* **Document excerpt**:
POLITICAL WITCHCRAFT
A hand-rolled cigar riddled with pins and dripping with sulfur appeared in the Supreme Court’s plenary hall on February 22, following a Court resolution on the Supreme Electoral Council crisis that favored the FSLN and was denounced by all other parties. Although the Court president declared, “I’m a Christian and don’t believe in these things,” he ordered the area sprinkled with holy water “just in case.” The creepy event got front-page coverage in the newspapers. Those in the know about such esoterica said it was difficult to ascertain which party was behind this “cigar ritual,” which they claimed is a recognized expression of a deal with the devil to cause someone harm.

BRAZIL OFFERS ETHANOL AS FUEL
The government of Brazil has offered to help the countries of Central America and the Caribbean through projects to produce ethanol as an alternative to petroleum derivatives. Ethanol is obtained from sugar cane, of which Brazil is the world’s largest producer. A full 70% of the cars sold in that country already run indistinctly on gasoline or ethanol. Last year Brazil produced 16 billion liters of ethanol, of which it exported 2.6 billion.

DRINKING WATER CRISIS
Although Nicaragua has greater water sources than any other Central American country, dozens of Managua neighborhoods and rural districts around the country have been experiencing acute shortages of drinking water since the start of the year, with homes typically receiving water for a few hours in the morning or even going entire days with no pumped water at all. Some three thousand of the country’s seven thousand public schools receive little or no water either.

* **Challenge**: According to the news briefs, how many liters of ethanol did Brazil export last year?

* **Supplied information**:
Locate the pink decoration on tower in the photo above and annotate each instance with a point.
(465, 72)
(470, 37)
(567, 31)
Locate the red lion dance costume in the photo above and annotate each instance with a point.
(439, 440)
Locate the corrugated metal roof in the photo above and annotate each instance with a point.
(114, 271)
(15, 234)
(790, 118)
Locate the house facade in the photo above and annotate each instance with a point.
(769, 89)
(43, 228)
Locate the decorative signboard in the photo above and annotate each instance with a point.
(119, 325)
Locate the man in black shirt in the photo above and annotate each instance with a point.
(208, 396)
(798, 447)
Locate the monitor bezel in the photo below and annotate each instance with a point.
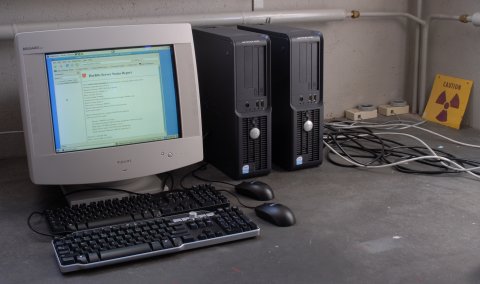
(105, 164)
(175, 82)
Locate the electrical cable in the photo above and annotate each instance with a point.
(194, 174)
(11, 132)
(102, 188)
(29, 224)
(182, 179)
(361, 148)
(236, 197)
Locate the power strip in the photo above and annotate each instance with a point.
(394, 108)
(357, 114)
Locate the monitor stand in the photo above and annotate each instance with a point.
(87, 193)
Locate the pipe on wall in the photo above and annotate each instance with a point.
(475, 20)
(321, 15)
(9, 31)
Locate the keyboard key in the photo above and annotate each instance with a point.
(110, 221)
(152, 237)
(116, 211)
(126, 251)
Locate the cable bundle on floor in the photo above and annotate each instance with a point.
(351, 144)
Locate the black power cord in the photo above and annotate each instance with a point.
(363, 147)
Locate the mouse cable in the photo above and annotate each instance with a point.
(195, 175)
(236, 197)
(182, 179)
(102, 188)
(29, 220)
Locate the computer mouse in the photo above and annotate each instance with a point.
(255, 189)
(276, 214)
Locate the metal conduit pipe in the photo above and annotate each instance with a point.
(421, 23)
(9, 31)
(416, 59)
(475, 20)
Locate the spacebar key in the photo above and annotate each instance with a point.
(126, 251)
(110, 221)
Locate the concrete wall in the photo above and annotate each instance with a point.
(454, 50)
(366, 60)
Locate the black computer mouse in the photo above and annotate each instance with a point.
(255, 189)
(276, 214)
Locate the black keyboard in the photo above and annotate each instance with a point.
(158, 236)
(133, 208)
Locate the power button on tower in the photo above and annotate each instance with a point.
(308, 125)
(254, 133)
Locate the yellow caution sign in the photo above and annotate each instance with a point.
(448, 100)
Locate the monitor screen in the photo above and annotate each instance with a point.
(112, 97)
(108, 104)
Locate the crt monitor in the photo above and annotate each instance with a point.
(109, 104)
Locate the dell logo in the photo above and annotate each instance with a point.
(122, 162)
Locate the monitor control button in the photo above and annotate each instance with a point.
(308, 125)
(254, 133)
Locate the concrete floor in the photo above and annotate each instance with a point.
(353, 226)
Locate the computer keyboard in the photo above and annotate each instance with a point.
(157, 236)
(134, 208)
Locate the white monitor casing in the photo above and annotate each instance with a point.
(113, 163)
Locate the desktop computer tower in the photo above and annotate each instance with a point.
(297, 95)
(234, 81)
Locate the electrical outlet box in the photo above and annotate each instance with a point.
(356, 114)
(389, 110)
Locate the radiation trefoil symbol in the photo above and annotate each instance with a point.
(442, 100)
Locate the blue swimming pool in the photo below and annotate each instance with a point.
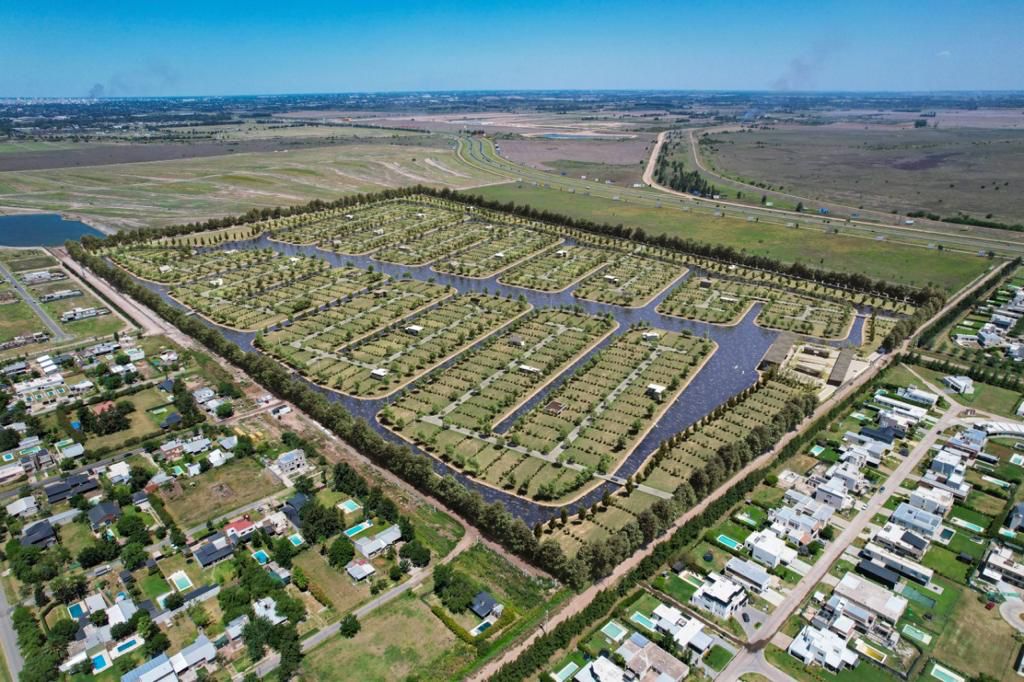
(124, 646)
(99, 663)
(357, 528)
(642, 620)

* **Solution below**: 2.6 billion liters